- _Listing_:

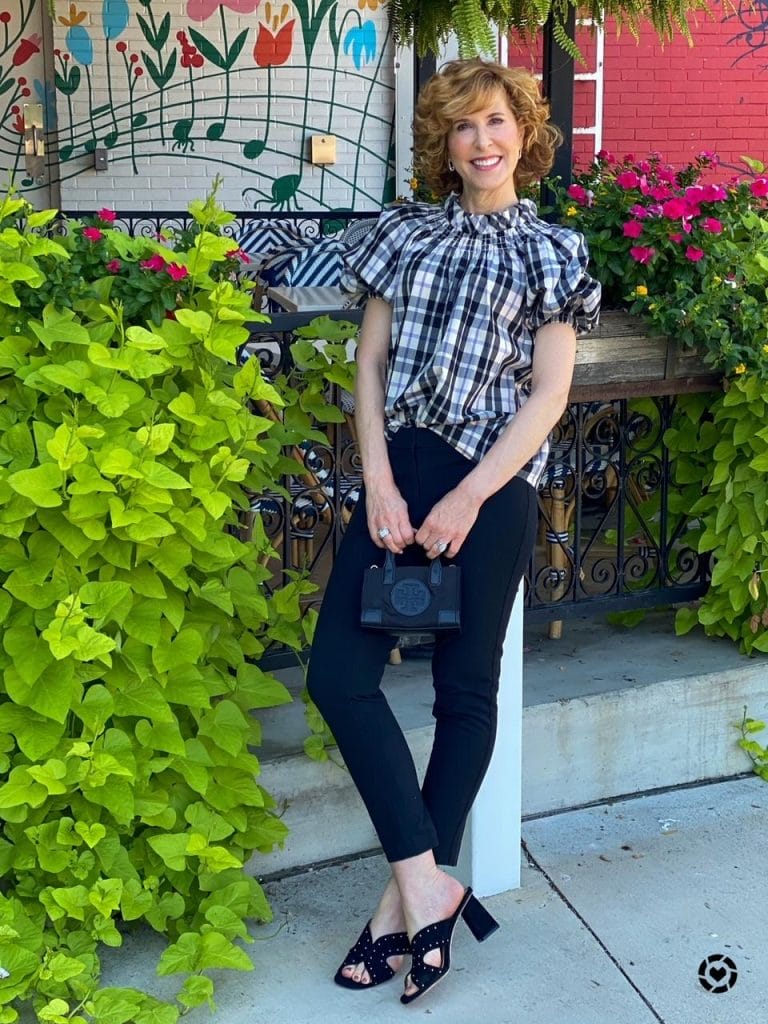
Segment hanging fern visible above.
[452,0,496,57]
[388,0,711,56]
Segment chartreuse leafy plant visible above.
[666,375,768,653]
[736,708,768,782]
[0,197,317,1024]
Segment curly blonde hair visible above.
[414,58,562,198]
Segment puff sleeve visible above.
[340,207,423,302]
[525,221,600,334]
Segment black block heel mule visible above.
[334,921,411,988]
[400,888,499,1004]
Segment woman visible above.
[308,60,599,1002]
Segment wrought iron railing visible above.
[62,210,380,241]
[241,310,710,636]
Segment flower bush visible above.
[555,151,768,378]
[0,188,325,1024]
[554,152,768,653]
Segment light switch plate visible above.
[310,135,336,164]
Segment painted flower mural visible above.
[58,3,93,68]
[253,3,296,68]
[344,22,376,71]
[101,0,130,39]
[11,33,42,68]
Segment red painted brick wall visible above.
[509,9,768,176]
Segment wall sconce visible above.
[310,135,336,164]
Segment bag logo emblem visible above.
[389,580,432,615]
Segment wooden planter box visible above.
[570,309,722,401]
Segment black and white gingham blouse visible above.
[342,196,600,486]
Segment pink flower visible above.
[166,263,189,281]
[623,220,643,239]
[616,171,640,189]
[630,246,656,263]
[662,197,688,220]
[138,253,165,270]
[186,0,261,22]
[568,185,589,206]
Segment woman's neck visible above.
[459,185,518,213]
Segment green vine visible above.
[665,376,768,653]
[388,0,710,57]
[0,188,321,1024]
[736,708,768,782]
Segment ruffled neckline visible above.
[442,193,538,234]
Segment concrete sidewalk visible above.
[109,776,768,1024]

- _What to do_:
Rewrite all the records with every "Segment" changed to "Outline" and everything else kept the same. Leave the pictures out.

- _Task output_:
Outline hanging fern visible above.
[452,0,496,57]
[388,0,711,56]
Outline chartreuse leafy plant visible above.
[666,375,768,653]
[736,708,768,782]
[0,197,317,1024]
Outline curly blonde hair visible above.
[414,58,562,198]
Outline puff sleeve visible above.
[340,207,423,302]
[525,221,600,334]
Outline black block heel mule visible above.
[334,921,411,988]
[400,888,499,1004]
Outline woman visible above.
[308,60,599,1002]
Outline wrought iron railing visible above.
[62,210,380,241]
[241,310,710,636]
Outline flower bush visible above.
[555,151,768,378]
[0,188,325,1024]
[554,152,768,653]
Outline light switch plate visible above.
[310,135,336,164]
Outline painted flower mural visible above.
[58,3,93,68]
[253,3,296,68]
[344,22,376,71]
[101,0,130,39]
[11,33,42,68]
Outline red painted brick wall visible above.
[509,9,768,176]
Outline wall sconce visible above.
[310,135,336,164]
Outline bag logo emblem visible above.
[389,580,432,615]
Outline wooden planter box visible above.
[570,309,722,401]
Outline black and white gingham blouse visible above.
[342,196,600,486]
Outline pink flower visible above.
[166,263,189,281]
[623,220,643,239]
[616,171,640,189]
[630,246,656,263]
[662,197,688,220]
[138,253,165,270]
[186,0,261,22]
[568,185,589,206]
Outline woman's neck visible above.
[459,185,518,213]
Outline green vine visible above.
[665,376,768,653]
[388,0,710,57]
[0,188,321,1024]
[736,708,768,782]
Outline ruffled neckline visible above.
[442,193,538,234]
Outline concrete sidewalk visible above.
[109,776,768,1024]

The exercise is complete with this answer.